■ **MATERIAL SUPPLIED**
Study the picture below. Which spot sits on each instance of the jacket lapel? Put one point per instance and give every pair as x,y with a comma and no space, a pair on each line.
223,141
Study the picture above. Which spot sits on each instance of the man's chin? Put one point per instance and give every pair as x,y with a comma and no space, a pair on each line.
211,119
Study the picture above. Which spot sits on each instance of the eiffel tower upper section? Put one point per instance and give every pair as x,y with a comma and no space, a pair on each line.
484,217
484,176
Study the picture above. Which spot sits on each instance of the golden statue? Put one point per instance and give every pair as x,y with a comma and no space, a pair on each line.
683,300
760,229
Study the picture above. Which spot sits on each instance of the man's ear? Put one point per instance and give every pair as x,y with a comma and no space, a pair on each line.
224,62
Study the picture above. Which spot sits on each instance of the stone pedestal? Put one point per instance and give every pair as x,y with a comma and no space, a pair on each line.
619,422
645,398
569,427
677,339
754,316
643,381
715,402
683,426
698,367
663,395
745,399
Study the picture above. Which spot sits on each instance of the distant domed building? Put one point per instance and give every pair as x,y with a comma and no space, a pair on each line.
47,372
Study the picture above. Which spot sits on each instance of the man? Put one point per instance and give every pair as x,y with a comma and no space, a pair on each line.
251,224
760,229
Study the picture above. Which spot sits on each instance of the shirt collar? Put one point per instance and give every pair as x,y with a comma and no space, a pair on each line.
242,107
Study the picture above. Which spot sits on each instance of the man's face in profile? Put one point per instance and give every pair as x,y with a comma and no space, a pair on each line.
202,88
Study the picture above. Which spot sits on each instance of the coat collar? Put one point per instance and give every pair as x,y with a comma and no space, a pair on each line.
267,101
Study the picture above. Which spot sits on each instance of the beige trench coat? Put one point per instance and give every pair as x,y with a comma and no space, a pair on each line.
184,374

■ **TASK BRIEF**
When you copy the material, keep every line exactly as it stands.

■ **PROBLEM SOLUTION**
Study the picture below. Which spot sits on each instance of the jacket lapel? Put one point per instance and give every pair as x,y with a comma and no space, a pair on each line.
223,141
Study the picture above. Which spot sits on each instance of the man's chin? Put one point per instance and give every pair as x,y with a comma and no space, a pair on each line.
211,119
Study the picture above. Which spot sits on each instance of the eiffel tower upper section? Put one point per instance and give every pair as x,y with a comma and no space, a pair on each line.
484,217
484,176
Study the picture above. Which spot sits on each instance of the golden statue? Put one point per instance and give every pair as x,y with a comma and no space, a pair on each line.
683,300
760,229
Study the picture above. Which spot sits on each instance of the man's ear? Put one point per instance and give every pair as x,y with a comma and no space, a pair on each line.
224,62
Study the picture above. Which spot sits on each instance of the stone pedestal? Put one point per instance and give every pair as x,y with a comma and no space, a pair on each line.
619,422
645,398
569,427
677,339
754,316
643,381
715,402
683,426
698,367
663,395
745,399
Study the picture above. Which spot sits on each instance of the distant domed building? Put one point per instance and give every pair as x,y with a comma and no space, a pair on each line.
47,372
Study the picture above. Which spot sits on each instance of the man? Put one point per instance and give every pair as x,y with a comma and no space, a pair on each line.
251,224
760,229
Study the picture above. Which spot sits on each instance of the shirt collar? Put one point per instance and give every pair as x,y with a comma and no space, a pair on each line.
242,107
Study the picture above. Which spot sits on each instance of the man's face in profile? Put one point per instance and give every pair as x,y with a comma and no space, a pair on each line.
202,88
Study the picture above. Which spot sits on each instance of the coat collar? Put one point per instance and give every pair as x,y with a comma and no space, a pair on each line.
267,101
Study the picture above. Which spot sits on each instance of the beige trench coat? Put one point per instance and give every pair as x,y with a comma and no space, a pair on each line.
184,374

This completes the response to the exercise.